QUESTIONS:
1. In the passage about the lunar Gateway below, restate the paragraph beginning "The Gateway vehicle is designed" as a short bulleted list that keeps its main facts.
2. Based on the passage about the lunar Gateway below, answer yes or no for each statement and quote the words that decide it.
(a) The Gateway can hold up to six astronauts at once.
(b) After reaching orbit, the Gateway expands to 27 feet in diameter.
(c) The Power and Propulsion Element uses cargo module systems from the Dream Chaser spacecraft.
3. Reproduce the passage about the lunar Gateway below word for word, from "The Gateway vehicle" to "days per year.".

TEXT PASSAGE:

"One of the design criteria I gave to my team was, I want this Gateway such that NASA can either launch it on their rocket, on the Space Launch System rocket, or they can launch it on any conventional rocket," Lindsey said.
The inflatable feature means it can fit within a standard 5.2-meter rocket fairing at launch, then swell to its full size of 27 feet in diameter and 27 feet in length when it reaches orbit.
The Power and Propulsion Element prototyped for Gateway leverages Sierra Nevada's Dream Chaser spacecraft cargo module systems, as well as hardware from its space technologies product line, aiming for a rapid, low-risk development while still exceeding NASA's fuel requirements.
The Gateway vehicle is designed to support a 1,100-day mission orbiting the moon. It also can support deep space missions. The Gateway can accommodate up to four astronauts at a time, who would typically be on board for missions of 30 to 90 days per year.

DATA PROVIDED:
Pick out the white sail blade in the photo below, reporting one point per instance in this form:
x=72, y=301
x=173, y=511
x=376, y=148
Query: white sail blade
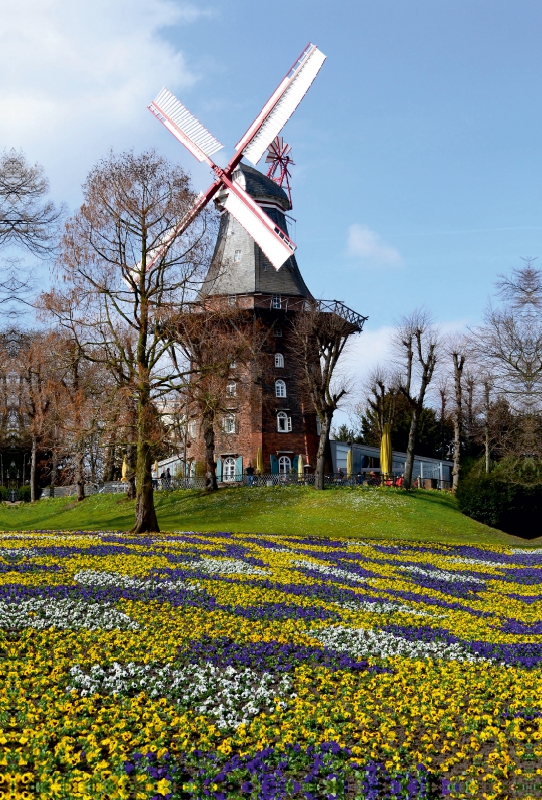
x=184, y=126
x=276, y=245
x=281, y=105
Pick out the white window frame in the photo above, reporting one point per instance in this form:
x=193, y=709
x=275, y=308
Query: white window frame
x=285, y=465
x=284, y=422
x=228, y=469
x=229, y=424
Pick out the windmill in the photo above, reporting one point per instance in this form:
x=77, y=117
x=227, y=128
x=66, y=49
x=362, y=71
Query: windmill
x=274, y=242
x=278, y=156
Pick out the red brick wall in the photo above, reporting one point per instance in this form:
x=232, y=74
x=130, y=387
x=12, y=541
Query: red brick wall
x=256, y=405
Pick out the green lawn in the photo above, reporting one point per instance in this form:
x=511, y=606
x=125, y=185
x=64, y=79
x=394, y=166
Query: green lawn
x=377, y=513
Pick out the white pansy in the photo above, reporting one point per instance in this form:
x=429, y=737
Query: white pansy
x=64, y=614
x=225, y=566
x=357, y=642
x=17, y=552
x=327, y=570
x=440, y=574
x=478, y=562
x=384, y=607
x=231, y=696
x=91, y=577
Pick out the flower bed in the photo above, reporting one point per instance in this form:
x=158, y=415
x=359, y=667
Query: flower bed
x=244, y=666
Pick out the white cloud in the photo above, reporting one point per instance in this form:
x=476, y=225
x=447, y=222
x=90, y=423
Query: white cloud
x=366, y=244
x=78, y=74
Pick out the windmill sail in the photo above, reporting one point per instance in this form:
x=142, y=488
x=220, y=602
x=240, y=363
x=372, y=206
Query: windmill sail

RESULTS OF THE EXERCISE:
1.
- Built to support a 1,100-day mission orbiting the moon
- Can also support deep space missions
- Holds up to four astronauts at a time
- Crews would typically be aboard for 30 to 90 days per year

2.
(a) No: "The Gateway can accommodate up to four astronauts at a time"
(b) Yes: "swell to its full size of 27 feet in diameter and 27 feet in length when it reaches orbit"
(c) Yes: "leverages Sierra Nevada's Dream Chaser spacecraft cargo module systems"

3.
The Gateway vehicle is designed to support a 1,100-day mission orbiting the moon. It also can support deep space missions. The Gateway can accommodate up to four astronauts at a time, who would typically be on board for missions of 30 to 90 days per year.